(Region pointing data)
········

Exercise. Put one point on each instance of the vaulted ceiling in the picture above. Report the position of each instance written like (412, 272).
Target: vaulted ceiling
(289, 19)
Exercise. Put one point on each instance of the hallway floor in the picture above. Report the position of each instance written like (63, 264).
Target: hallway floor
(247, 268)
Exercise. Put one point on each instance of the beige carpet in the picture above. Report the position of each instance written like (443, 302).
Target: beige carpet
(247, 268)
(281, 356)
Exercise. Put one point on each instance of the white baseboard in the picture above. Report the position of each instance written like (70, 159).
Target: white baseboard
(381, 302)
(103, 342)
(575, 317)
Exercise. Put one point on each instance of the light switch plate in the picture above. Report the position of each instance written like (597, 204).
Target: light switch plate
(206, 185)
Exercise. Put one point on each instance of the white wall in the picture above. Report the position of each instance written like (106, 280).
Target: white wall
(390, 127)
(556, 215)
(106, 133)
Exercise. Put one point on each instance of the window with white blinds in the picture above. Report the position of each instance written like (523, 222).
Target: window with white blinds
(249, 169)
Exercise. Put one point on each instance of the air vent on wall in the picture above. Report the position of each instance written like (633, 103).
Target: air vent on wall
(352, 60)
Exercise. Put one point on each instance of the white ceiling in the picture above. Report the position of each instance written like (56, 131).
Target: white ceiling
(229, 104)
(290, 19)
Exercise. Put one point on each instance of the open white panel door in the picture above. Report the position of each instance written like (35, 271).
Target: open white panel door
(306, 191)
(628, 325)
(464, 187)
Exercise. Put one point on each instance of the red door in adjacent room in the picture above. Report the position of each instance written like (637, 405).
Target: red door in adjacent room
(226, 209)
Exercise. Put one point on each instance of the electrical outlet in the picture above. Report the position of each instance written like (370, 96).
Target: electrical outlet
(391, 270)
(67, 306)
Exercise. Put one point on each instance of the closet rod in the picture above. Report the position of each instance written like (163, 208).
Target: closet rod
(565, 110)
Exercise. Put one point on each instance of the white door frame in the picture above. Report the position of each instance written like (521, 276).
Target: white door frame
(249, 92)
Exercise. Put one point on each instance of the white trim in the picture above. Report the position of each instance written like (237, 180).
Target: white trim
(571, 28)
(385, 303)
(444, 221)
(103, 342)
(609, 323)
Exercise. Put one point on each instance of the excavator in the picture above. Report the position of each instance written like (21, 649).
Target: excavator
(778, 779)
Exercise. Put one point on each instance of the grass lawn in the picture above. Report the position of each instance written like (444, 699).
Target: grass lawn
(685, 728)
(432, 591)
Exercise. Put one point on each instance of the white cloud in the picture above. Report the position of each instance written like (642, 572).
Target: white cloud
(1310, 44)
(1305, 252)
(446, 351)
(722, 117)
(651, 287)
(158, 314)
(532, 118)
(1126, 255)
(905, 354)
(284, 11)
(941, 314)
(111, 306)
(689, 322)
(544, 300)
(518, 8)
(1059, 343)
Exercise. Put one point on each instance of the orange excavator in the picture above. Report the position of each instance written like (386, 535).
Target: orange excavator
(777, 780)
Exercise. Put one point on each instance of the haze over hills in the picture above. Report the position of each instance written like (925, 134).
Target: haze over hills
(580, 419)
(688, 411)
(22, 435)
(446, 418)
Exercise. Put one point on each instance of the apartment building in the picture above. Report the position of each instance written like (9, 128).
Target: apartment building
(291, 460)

········

WORK TO COMPLETE:
Each line above should be duplicated without any alteration.

YOUR SOLUTION:
Exercise. Put one point on each instance of the vaulted ceiling in the picture above. Report the position of each instance written like (412, 272).
Target: vaulted ceiling
(289, 19)
Exercise. Put one point on each instance of the hallway floor in the picture above. Report the position of each instance written like (63, 264).
Target: hallway floor
(247, 268)
Exercise. Put one point on each instance of the beige carpet in the picture above. Report the position of each instance written like (443, 302).
Target: beige carpet
(247, 268)
(281, 356)
Exercise. Put one point on each instance of the white baseboard in the picture above. Report the position of each instance written like (70, 159).
Target: white baseboard
(381, 302)
(103, 342)
(575, 317)
Exercise. Put one point on each instance of the light switch plate in the picture above. Report the position of each instance written like (597, 204).
Target: light switch plate
(206, 185)
Exercise. Put one point on each instance of the white wall in the picture above. Report the position of each instance written like (106, 280).
Target: white wall
(390, 127)
(556, 215)
(106, 133)
Exercise. Put one point on each instance of the window with white blinds in the picture above. Report the position of each instance written like (523, 222).
Target: window with white blinds
(249, 169)
Exercise. Put one point on each instance of the air vent on wall in the picture above. Report the position of each instance written like (633, 103).
Target: air vent on wall
(352, 60)
Exercise. Put one point on each instance of the white ceiling in the picture above. Report the position of each instance written like (56, 131).
Target: white ceiling
(229, 104)
(290, 19)
Exercise. Put one point on each instance of the open white panel door in the picture above. Report the position of each instance written like (35, 271).
Target: open white panel door
(306, 191)
(628, 325)
(464, 187)
Exercise. Put one point on each instance of the red door in adjacent room in the picture above. Report the position of each instance written like (637, 405).
Target: red door in adjacent room
(226, 209)
Exercise. Put one point on each instance of the electrical outlet in the picture above. Report the position of each instance written like (370, 96).
Target: electrical outlet
(391, 270)
(67, 306)
Exercise. Put one point on each instance of the closet rod in the picture above. Report the position of each instance written like (163, 208).
Target: closet rod
(565, 110)
Exercise. Put one point on each instance of the white door frame in the picture above. Report the position of each instance written like (521, 276).
Target: white door frame
(249, 92)
Exercise. Put one point on each instance of the white trim in the picture above. Report the position of each instance written like (237, 180).
Target: white trim
(571, 28)
(385, 303)
(444, 221)
(103, 342)
(609, 323)
Exercise. Put one point on each instance of the excavator in the picture above. Report the position of each instance written like (21, 649).
Target: excavator
(778, 779)
Exercise. Put one point on each instance of the grass lawn in the picture above. Report the position of each instance written like (444, 699).
Target: grass lawn
(685, 728)
(432, 591)
Exercise. Put one point on each instance of the white cloud in the picture above. Report the position of each instance written like (642, 572).
Target: white cloud
(1310, 44)
(1305, 252)
(446, 351)
(722, 117)
(651, 287)
(158, 314)
(532, 118)
(1126, 255)
(905, 354)
(284, 11)
(941, 314)
(111, 306)
(689, 322)
(544, 300)
(518, 8)
(1059, 343)
Exercise. Put one point on each instance of the orange excavator in the picture above. Report the position of each instance written like (386, 535).
Target: orange excavator
(777, 780)
Exercise. Put one point on each instance of the haze over hills in the picture above. Report the position of each instance written like (925, 134).
Target: haze over hills
(580, 419)
(688, 411)
(22, 435)
(446, 418)
Exercise. Put one point on each instance of the apartment building in the picture above. Report the position of each instance written like (9, 128).
Target: apartment building
(291, 460)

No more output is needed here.